Task brief
Look through the material for lines with the word "anther", and copy each one.

=== Supplied information ===

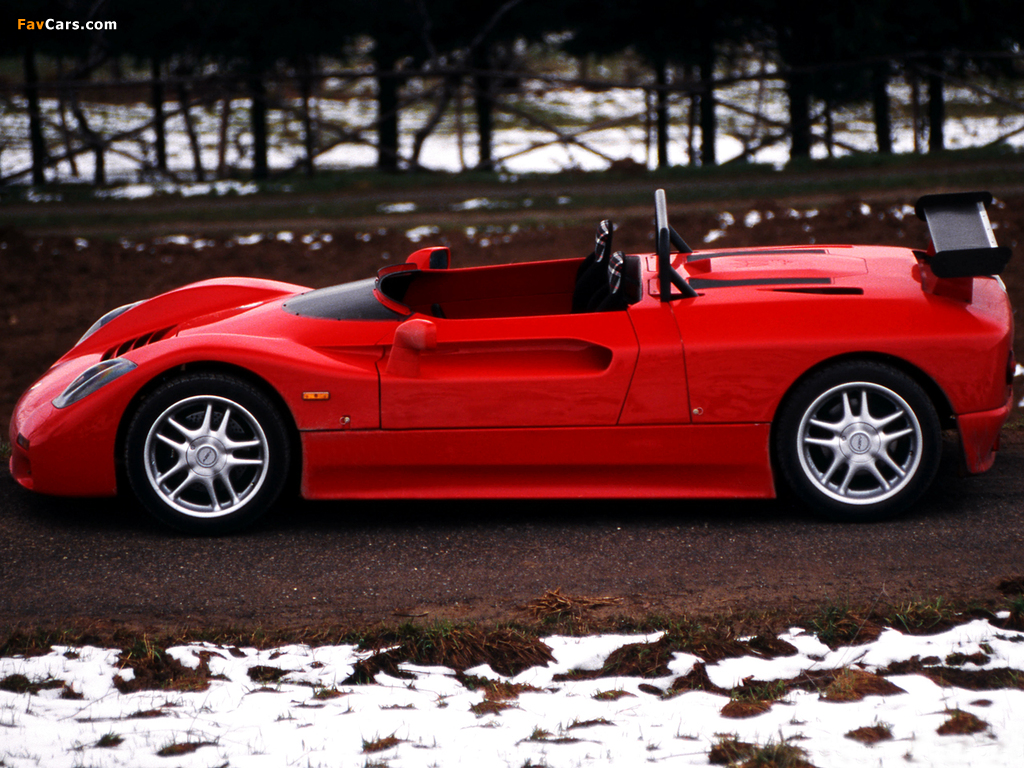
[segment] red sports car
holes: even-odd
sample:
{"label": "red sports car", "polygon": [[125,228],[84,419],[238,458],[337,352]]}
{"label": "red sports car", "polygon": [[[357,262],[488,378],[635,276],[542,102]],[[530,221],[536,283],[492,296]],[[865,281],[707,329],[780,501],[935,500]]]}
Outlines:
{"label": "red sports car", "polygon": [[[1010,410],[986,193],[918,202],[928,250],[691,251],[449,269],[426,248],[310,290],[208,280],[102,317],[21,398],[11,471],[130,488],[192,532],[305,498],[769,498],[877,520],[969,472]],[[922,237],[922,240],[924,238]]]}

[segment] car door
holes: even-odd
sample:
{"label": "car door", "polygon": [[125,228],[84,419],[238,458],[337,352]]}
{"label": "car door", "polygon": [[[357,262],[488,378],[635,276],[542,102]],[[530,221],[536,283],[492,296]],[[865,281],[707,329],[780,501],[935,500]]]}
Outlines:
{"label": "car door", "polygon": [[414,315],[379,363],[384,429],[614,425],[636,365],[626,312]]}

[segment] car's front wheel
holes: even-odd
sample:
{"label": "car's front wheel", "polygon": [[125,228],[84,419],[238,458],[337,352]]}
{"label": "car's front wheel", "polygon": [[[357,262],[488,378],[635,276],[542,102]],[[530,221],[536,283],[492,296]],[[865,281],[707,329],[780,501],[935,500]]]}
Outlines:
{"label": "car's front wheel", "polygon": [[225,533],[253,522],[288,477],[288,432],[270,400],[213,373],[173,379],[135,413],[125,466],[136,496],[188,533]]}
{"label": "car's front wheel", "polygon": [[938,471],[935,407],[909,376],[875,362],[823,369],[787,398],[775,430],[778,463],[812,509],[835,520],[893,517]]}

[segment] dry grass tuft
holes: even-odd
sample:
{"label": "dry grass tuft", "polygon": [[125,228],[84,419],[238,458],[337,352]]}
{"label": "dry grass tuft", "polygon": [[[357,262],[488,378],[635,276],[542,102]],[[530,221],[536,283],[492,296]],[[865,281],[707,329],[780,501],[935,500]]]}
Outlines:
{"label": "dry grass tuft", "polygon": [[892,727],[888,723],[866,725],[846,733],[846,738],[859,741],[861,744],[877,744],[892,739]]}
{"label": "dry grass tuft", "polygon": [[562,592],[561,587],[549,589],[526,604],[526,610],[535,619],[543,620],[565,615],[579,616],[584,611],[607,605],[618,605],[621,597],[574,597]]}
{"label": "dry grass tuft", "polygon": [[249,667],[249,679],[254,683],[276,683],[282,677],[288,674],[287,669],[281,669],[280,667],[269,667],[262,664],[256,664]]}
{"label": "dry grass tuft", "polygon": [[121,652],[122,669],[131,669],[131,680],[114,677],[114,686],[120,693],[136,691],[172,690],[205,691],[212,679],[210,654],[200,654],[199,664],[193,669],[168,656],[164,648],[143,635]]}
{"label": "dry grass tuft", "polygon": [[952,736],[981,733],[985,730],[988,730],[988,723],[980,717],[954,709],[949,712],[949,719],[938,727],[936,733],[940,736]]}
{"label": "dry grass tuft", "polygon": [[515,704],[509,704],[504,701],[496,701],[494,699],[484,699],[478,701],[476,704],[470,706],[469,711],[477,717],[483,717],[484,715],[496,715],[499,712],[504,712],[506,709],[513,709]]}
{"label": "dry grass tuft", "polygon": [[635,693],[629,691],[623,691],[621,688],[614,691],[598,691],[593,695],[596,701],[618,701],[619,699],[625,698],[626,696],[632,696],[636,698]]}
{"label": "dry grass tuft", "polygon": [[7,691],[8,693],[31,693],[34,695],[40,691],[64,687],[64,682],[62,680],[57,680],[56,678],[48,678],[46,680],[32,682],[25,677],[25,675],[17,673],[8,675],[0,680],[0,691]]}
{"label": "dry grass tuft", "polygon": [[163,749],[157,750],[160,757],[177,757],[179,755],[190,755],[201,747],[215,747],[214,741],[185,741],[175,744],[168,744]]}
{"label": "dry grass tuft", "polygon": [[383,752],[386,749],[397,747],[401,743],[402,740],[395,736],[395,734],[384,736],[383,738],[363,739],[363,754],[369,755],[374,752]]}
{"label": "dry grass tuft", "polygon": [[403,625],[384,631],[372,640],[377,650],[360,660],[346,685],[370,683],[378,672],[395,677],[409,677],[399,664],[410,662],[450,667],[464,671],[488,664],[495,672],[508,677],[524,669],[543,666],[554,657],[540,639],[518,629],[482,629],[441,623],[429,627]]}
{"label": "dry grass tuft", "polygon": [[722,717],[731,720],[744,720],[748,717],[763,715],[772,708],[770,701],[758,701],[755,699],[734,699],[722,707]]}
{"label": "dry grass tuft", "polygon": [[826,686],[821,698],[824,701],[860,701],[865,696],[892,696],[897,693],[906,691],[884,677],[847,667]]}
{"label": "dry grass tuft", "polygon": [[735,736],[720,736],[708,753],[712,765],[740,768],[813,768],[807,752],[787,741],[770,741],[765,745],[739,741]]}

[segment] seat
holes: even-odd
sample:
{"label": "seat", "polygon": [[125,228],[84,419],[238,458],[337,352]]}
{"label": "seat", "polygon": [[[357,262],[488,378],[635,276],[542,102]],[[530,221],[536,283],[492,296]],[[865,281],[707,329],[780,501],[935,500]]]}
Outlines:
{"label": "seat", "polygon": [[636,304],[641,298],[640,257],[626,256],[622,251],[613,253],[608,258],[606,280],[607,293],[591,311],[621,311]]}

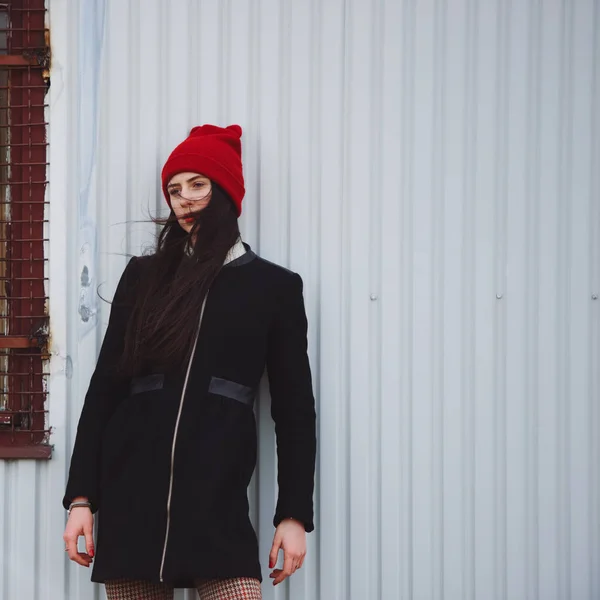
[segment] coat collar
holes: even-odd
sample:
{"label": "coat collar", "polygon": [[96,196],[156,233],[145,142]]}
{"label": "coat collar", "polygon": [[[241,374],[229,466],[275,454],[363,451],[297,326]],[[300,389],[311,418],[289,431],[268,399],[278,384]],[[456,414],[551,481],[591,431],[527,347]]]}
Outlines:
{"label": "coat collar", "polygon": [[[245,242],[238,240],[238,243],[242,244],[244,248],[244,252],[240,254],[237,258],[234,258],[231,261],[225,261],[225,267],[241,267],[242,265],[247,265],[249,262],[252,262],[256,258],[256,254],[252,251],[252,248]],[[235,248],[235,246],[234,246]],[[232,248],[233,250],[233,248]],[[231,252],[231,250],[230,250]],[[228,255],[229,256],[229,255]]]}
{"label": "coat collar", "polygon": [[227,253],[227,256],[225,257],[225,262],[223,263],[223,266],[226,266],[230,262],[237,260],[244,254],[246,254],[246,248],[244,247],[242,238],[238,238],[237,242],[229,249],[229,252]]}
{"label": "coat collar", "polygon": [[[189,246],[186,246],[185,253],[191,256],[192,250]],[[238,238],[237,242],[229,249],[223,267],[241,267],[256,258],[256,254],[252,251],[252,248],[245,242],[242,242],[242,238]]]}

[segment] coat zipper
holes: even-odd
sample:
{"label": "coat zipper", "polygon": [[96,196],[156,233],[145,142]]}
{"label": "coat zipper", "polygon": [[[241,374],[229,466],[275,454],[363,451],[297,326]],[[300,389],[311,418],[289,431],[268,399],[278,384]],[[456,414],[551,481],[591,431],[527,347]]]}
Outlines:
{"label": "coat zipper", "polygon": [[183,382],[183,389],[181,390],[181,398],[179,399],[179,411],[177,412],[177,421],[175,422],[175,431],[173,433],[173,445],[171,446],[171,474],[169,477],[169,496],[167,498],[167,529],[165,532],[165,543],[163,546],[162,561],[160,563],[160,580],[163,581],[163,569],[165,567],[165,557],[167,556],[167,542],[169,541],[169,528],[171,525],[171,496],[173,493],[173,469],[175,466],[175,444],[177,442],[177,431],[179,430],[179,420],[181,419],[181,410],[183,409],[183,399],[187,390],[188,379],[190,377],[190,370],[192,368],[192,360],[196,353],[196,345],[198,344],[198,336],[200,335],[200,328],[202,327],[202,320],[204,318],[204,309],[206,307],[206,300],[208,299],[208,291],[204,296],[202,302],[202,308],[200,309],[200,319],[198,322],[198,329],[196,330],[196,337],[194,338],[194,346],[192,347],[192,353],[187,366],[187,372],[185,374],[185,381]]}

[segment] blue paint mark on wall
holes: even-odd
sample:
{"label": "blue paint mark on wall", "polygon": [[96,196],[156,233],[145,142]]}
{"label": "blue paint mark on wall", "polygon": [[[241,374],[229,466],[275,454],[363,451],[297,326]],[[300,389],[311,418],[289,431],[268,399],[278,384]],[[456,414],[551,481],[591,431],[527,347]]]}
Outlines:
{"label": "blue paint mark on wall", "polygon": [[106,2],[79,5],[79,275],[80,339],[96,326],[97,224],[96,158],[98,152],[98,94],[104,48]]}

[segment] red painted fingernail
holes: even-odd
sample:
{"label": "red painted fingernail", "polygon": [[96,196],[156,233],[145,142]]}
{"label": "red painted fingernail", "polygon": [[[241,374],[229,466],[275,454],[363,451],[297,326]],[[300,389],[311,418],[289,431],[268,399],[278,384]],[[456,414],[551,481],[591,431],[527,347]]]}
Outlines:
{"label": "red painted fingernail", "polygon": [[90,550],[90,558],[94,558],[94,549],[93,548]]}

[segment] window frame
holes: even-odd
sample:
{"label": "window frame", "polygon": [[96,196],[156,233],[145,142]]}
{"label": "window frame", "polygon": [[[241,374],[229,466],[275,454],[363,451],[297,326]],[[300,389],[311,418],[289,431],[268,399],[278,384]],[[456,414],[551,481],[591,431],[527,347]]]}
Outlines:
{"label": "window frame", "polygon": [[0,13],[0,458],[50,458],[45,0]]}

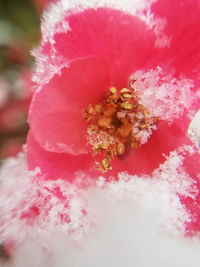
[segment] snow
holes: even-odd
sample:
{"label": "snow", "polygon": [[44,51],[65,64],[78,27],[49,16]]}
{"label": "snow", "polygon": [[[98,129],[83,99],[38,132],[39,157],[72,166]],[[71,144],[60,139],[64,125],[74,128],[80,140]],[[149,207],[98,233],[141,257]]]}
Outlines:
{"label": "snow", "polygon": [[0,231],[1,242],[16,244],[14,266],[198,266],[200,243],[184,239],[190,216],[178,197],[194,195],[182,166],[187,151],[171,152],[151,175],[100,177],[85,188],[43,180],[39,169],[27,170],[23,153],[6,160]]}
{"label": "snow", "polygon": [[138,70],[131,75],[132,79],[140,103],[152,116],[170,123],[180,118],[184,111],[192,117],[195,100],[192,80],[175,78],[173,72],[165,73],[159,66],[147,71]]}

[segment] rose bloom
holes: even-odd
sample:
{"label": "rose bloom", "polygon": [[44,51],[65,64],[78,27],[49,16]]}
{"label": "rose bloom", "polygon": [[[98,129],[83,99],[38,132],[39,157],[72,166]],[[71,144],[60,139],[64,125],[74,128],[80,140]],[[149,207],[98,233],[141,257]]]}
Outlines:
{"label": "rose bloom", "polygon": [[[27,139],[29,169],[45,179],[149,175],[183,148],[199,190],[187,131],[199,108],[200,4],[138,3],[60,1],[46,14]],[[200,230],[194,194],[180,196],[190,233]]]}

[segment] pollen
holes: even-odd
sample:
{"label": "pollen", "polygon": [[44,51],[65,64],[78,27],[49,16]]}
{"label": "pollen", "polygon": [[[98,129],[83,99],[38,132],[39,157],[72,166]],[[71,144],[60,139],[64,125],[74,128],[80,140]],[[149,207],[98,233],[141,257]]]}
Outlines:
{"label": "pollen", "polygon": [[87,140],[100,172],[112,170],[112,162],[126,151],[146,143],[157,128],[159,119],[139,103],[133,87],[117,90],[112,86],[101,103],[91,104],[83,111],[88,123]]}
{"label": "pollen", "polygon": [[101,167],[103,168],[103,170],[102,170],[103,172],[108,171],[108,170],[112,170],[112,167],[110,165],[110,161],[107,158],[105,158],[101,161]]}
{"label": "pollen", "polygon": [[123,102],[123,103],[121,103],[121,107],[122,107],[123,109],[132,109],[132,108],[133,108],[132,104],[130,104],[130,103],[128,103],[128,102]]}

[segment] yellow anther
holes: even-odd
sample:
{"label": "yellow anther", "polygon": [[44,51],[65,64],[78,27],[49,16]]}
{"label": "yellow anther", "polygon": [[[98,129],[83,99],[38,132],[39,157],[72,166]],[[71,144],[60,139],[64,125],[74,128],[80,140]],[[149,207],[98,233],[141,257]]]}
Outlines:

===

Problem solution
[segment] yellow anther
{"label": "yellow anther", "polygon": [[44,51],[65,64],[78,27],[49,16]]}
{"label": "yellow anther", "polygon": [[[98,129],[83,99],[38,132],[39,157],[72,166]],[[71,144],[60,139],[64,125],[74,128],[80,140]],[[149,207],[98,233],[141,257]]]}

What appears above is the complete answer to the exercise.